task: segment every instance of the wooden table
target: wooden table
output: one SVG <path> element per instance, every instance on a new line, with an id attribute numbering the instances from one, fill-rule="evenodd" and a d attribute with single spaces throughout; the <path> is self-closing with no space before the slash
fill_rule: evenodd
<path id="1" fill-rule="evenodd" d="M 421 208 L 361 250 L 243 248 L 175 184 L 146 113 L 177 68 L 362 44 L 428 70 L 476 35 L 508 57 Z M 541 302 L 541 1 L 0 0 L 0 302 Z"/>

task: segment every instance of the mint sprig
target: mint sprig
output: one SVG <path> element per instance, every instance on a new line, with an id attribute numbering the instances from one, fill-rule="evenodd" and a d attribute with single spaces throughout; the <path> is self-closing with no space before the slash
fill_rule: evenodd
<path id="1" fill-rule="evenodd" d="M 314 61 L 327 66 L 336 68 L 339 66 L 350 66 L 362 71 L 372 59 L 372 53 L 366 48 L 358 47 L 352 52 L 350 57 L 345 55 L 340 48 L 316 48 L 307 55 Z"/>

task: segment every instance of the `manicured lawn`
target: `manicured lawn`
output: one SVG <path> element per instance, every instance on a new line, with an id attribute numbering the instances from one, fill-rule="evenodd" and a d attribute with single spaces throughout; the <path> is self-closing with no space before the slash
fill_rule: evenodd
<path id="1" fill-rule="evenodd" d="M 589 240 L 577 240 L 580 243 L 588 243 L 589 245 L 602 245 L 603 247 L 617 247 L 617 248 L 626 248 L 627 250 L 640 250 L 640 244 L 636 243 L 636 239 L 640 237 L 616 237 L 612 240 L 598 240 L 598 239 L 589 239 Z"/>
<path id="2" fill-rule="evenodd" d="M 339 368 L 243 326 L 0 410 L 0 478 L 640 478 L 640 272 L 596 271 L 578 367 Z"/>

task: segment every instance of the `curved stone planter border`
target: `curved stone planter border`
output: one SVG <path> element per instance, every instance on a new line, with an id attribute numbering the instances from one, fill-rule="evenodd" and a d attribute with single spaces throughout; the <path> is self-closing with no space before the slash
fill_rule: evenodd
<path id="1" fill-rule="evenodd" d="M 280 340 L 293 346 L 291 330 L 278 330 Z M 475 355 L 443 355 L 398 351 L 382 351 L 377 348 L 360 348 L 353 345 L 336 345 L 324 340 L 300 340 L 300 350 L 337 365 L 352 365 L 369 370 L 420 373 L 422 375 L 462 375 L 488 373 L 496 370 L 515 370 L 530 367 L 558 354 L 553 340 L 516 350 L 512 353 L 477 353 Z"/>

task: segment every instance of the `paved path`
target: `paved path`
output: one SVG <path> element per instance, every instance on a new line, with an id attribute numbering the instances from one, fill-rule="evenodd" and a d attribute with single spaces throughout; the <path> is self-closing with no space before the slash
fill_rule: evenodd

• • •

Reproduce the data above, substituting "separate line" for every occurrence of "new line" and leaving everything else unchanged.

RESPONSE TO THIS EXERCISE:
task: segment every instance of the wooden table
target: wooden table
output: one SVG <path> element per instance, every instance on a separate line, with an id attribute numbering the instances from one, fill-rule="evenodd" and a d attribute with single spaces throughout; the <path> is self-closing with no space before the slash
fill_rule: evenodd
<path id="1" fill-rule="evenodd" d="M 421 208 L 361 250 L 243 248 L 175 184 L 146 113 L 177 68 L 362 44 L 428 70 L 476 35 L 508 57 Z M 541 302 L 541 1 L 0 0 L 0 302 Z"/>

task: segment every instance of the mint sprig
target: mint sprig
output: one SVG <path> element per instance, every instance on a separate line, with an id attribute numbering the instances from one, fill-rule="evenodd" and a d attribute with single spaces throughout; the <path> is self-closing with no space before the slash
fill_rule: evenodd
<path id="1" fill-rule="evenodd" d="M 314 61 L 327 66 L 336 68 L 339 66 L 350 66 L 362 71 L 372 59 L 372 53 L 366 48 L 358 47 L 352 52 L 350 57 L 345 55 L 340 48 L 316 48 L 307 55 Z"/>

task: segment every instance of the `manicured lawn`
target: `manicured lawn`
output: one SVG <path> element per instance, every instance on a separate line, with an id attribute numbering the instances from one, fill-rule="evenodd" and a d attribute with single spaces throughout; the <path> is self-closing with no space before the slash
fill_rule: evenodd
<path id="1" fill-rule="evenodd" d="M 589 240 L 577 240 L 580 243 L 588 243 L 589 245 L 602 245 L 603 247 L 617 247 L 617 248 L 626 248 L 627 250 L 640 250 L 640 244 L 636 243 L 636 239 L 640 237 L 616 237 L 612 240 L 598 240 L 598 239 L 589 239 Z"/>
<path id="2" fill-rule="evenodd" d="M 339 368 L 243 326 L 0 410 L 0 478 L 640 478 L 640 272 L 596 271 L 578 367 Z"/>

task: segment every instance of the `curved stone planter border`
target: `curved stone planter border`
output: one SVG <path> element per instance, every instance on a separate line, with an id attribute numbering the instances from one, fill-rule="evenodd" and a d attribute with single spaces throughout; the <path> is self-closing with no space before the slash
fill_rule: evenodd
<path id="1" fill-rule="evenodd" d="M 280 340 L 293 346 L 291 330 L 278 330 Z M 475 355 L 443 355 L 398 351 L 382 351 L 377 348 L 360 348 L 353 345 L 336 345 L 324 340 L 300 340 L 300 350 L 337 365 L 352 365 L 369 370 L 420 373 L 422 375 L 462 375 L 488 373 L 496 370 L 515 370 L 530 367 L 558 354 L 553 340 L 516 350 L 512 353 L 477 353 Z"/>

task: segment every instance of the `paved path`
target: `paved path`
output: one SVG <path> element per instance, every instance on a separate line, with an id attribute numbering the instances from one, fill-rule="evenodd" and a d attribute with single spaces throughout; the <path> is self-closing with no space before the slash
fill_rule: evenodd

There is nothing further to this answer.